## What is needed
Should any entry seem unclear, still set it down exactly as given, along with all the others.

## Extracted material
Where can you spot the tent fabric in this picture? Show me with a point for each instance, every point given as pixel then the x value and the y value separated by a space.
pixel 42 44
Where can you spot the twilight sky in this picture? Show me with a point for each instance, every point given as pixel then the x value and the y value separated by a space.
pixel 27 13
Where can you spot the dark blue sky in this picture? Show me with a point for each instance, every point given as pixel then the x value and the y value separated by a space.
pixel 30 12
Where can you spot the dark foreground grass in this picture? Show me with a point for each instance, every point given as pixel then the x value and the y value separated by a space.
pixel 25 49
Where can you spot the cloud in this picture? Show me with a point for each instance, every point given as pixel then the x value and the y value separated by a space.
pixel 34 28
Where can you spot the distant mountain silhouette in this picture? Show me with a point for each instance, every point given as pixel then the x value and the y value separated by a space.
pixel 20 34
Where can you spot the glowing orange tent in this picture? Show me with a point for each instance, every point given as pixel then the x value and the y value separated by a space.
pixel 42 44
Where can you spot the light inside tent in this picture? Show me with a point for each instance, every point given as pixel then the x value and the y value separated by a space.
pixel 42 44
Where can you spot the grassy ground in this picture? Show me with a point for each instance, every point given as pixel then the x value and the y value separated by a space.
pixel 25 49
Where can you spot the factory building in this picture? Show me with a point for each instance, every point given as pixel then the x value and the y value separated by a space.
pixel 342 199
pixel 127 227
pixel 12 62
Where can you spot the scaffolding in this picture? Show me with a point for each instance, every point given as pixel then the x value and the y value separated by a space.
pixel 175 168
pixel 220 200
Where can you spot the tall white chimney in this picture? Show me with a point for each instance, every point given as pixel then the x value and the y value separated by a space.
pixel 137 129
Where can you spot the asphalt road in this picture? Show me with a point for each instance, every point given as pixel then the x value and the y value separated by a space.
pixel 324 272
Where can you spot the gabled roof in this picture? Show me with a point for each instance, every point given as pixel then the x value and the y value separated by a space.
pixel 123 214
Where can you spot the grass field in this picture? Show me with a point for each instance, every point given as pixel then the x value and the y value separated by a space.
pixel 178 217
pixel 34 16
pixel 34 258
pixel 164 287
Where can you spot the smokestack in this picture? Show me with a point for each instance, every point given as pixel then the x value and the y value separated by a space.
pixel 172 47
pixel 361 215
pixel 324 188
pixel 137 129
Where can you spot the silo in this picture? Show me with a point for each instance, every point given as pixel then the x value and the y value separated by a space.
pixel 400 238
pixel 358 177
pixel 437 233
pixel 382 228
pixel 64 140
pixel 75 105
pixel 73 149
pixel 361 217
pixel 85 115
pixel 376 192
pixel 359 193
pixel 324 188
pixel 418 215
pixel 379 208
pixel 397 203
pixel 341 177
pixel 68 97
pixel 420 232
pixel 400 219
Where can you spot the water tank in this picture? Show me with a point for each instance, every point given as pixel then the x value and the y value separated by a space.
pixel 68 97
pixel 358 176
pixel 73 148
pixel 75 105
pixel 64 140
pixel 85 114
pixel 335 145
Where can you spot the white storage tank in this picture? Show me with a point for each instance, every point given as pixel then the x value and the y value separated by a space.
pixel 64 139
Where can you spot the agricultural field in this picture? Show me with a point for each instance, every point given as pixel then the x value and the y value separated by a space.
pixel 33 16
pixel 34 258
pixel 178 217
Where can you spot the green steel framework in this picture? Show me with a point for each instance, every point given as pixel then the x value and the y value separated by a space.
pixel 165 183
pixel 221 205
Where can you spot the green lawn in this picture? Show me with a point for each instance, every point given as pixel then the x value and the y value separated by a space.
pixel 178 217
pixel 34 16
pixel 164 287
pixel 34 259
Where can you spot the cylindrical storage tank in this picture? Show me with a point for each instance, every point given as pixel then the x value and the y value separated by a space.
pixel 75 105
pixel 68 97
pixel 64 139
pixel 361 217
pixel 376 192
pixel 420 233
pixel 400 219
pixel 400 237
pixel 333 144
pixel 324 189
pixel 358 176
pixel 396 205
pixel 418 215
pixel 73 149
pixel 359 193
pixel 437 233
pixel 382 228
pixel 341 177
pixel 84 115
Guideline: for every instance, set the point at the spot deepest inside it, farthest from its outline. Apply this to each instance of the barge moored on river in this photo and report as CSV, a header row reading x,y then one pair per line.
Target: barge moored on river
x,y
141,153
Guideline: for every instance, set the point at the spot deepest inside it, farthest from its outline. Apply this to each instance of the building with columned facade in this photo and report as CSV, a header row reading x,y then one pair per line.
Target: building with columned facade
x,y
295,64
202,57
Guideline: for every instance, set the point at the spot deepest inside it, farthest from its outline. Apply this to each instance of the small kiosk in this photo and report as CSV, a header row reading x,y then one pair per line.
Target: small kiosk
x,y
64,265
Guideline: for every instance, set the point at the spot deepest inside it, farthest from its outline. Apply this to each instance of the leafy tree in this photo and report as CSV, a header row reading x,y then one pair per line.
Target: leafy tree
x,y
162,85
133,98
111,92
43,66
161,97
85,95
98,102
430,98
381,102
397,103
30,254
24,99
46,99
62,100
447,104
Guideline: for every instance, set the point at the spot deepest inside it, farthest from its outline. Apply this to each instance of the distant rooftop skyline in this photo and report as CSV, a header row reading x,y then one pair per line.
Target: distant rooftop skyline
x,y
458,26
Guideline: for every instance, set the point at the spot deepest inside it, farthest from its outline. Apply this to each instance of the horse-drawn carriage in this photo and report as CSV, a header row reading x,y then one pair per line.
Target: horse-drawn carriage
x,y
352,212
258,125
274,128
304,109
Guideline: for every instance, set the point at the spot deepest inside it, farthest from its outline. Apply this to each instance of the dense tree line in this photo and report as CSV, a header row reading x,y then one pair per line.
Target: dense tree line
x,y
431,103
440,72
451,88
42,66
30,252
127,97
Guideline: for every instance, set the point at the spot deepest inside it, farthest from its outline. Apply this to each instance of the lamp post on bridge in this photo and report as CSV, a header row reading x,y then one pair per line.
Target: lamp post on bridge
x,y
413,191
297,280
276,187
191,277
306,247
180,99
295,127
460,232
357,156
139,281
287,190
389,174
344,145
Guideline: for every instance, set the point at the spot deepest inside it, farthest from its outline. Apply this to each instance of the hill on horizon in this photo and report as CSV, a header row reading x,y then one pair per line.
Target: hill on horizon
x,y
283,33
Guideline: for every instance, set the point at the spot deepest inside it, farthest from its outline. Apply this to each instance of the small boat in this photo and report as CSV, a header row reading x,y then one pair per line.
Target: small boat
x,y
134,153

## Completed task
Where can you spot the tent fabric in this picture? Show me with a point for each instance, every point given as pixel then the x value and the y value separated by a space.
pixel 42 44
Where can you spot the twilight sky in this picture? Show me with a point for each instance, every point given as pixel then the x value and the y value separated by a space.
pixel 27 13
Where can you spot the dark blue sky in this picture? Show me with a point for each instance, every point given as pixel then the x value and the y value separated by a space.
pixel 30 12
Where can you spot the dark foreground grass in this picture? Show me with a point for each instance, every point given as pixel then the x value and the y value separated by a space.
pixel 25 49
Where can you spot the cloud in this picture? Show me with a point for each instance, every point given as pixel then the x value and the y value separated by a space.
pixel 34 28
Where can you spot the distant mountain silhouette in this picture? Show me with a point for each instance, every point given as pixel then the x value and the y value separated by a space.
pixel 20 34
Where can you spot the glowing orange tent in this picture? Show me with a point for each instance, every point given as pixel then the x value and the y value separated by a space.
pixel 42 44
Where can you spot the light inside tent in this picture? Show me with a point for each instance, every point given as pixel then the x value and the y value separated by a space.
pixel 42 44
Where can you spot the grassy ground in this picture? Show me with a point for each instance, every point given as pixel then the x value and the y value separated by a space.
pixel 25 49
Where can you spot the factory building in this picture? Show me with a point for each instance, every point given as pixel then the x value and the y value separated by a space.
pixel 342 199
pixel 127 227
pixel 12 62
Where can you spot the scaffolding in this picture? Show me with a point for each instance, every point given as pixel then the x value and the y value separated by a space.
pixel 175 168
pixel 220 200
Where can you spot the tall white chimney in this picture? Show me with a point for each instance, every point given as pixel then the x value and the y value separated by a space.
pixel 137 129
Where can you spot the asphalt road in this picture? Show me with a point for each instance, every point given as pixel then the x value and the y value separated by a space.
pixel 324 272
Where can you spot the gabled roof in this picture? Show me with a point for each instance, every point given as pixel then the x value and the y value separated by a space.
pixel 123 214
Where can you spot the grass field in this picture? Show me with a point for each instance, every point given as pixel then the x value and the y value separated by a space.
pixel 178 217
pixel 34 16
pixel 34 258
pixel 164 287
Where can you spot the smokestack in this picture? Show me with a point for each instance, every point given as pixel then the x value and the y value separated by a space.
pixel 172 47
pixel 361 215
pixel 324 188
pixel 137 129
Where can you spot the silo in this picture? Show me with a point for each instance, every point given as pixel then the x value and the y value separated by a space.
pixel 400 238
pixel 358 177
pixel 437 233
pixel 382 228
pixel 64 140
pixel 75 105
pixel 73 149
pixel 361 217
pixel 85 115
pixel 376 192
pixel 359 193
pixel 324 188
pixel 418 215
pixel 379 208
pixel 397 203
pixel 341 177
pixel 68 97
pixel 420 232
pixel 400 219
Where can you spot the water tank in this picture? Show me with a point for each instance, every point given as pixel then the x value and the y value separated by a space.
pixel 68 97
pixel 358 176
pixel 73 148
pixel 75 105
pixel 64 140
pixel 85 114
pixel 335 145
Where can you spot the white storage tank in this picture? Show me with a point for each instance, every point given as pixel then the x value and the y value separated by a space.
pixel 64 139
Where can you spot the agricultural field in this picture? Show me with a point for each instance, every point given as pixel then the x value and the y value separated by a space.
pixel 33 16
pixel 34 258
pixel 178 217
Where can you spot the green steel framework in this picture? Show me with a point for each instance, every point given as pixel then the x value and the y value separated by a space.
pixel 165 183
pixel 221 205
Where can you spot the green lawn in this picture? Show me with a point for each instance, every point given as pixel then the x value and the y value separated by a space.
pixel 178 217
pixel 34 16
pixel 164 287
pixel 34 259
Where can you spot the cylindrical storage tank in this picture? Show me with a point for each instance, every point given as pixel then the x value and the y value separated by a space.
pixel 75 105
pixel 68 97
pixel 64 139
pixel 361 217
pixel 376 192
pixel 420 233
pixel 400 219
pixel 400 237
pixel 333 144
pixel 324 189
pixel 358 176
pixel 396 205
pixel 418 215
pixel 73 149
pixel 359 193
pixel 437 233
pixel 382 228
pixel 341 177
pixel 84 115
Guideline: for every instance, set the point at the spot deepest inside it, farthest from its outline. Apply this to each instance of the barge moored on river in this photo and report as CSV, a header row reading x,y then one pair per line.
Target: barge moored on river
x,y
141,153
Guideline: for every instance, set the point at the spot deepest inside it, farthest from its outline. Apply this to each instance of the building with columned facade in this photo and report as CSV, a header row reading x,y then one pair per line.
Target: building with columned facade
x,y
295,64
202,57
Guideline: for every instance, set the point at the spot deepest inside it, farthest from its outline. Apply this to each instance of the small kiosk in this photo and report as CSV, a header row reading x,y then one pair per line.
Target: small kiosk
x,y
64,265
Guideline: for every instance, set the point at the spot deepest inside it, farthest from its outline. Apply this to each instance of the leafy tree in this photo and report as CSV, a header row reading x,y then one pair per line.
Target: leafy tree
x,y
162,85
133,98
111,92
43,66
161,97
85,95
98,102
430,98
381,102
397,103
30,254
24,99
46,99
62,100
447,104
Guideline: for every instance, set the point at the spot deepest inside it, farthest from its outline. Apply this to each instance of the distant rooftop skyline in this photo and report as CSV, a header row reading x,y then one pair per line.
Target: distant rooftop skyline
x,y
458,26
Guideline: for every instance, set the point at the spot deepest inside it, farthest from its outline. Apply this to each instance of the horse-drawn carriage in this photo and report as CSV, a header row reading x,y then one pair per line.
Target: horse-drawn carriage
x,y
352,212
258,125
274,128
304,109
Guideline: for every instance, set the point at the spot deepest inside it, farthest from its outline. Apply this to each instance of the dense tree line in this photo and report as CSV, a header row reading x,y then one pair per line.
Target: dense tree line
x,y
431,103
440,72
451,88
42,66
30,252
127,97
Guideline: for every instance, set the point at the spot deepest inside it, farthest from its outline. Apply this to each instance of the lamp post on bridge in this photo and report as CSV, a header row reading x,y then one pair per line.
Target: lamp post on bridge
x,y
413,191
297,280
276,187
191,277
306,247
180,99
295,127
460,232
357,156
139,281
287,190
389,174
344,145
Guideline: for every instance, set the point at the spot deepest inside it, farthest from its outline. Apply this to each instance of the hill on horizon in this photo and report as CSV, a header row reading x,y then one pair per line.
Target: hill on horizon
x,y
283,33
Guideline: for every instance, set the point at the spot deepest inside it, farthest from its outline. Apply this to each instance of the small boat in this photo and report as CSV, a header row reading x,y then one pair per line.
Target: small boat
x,y
134,153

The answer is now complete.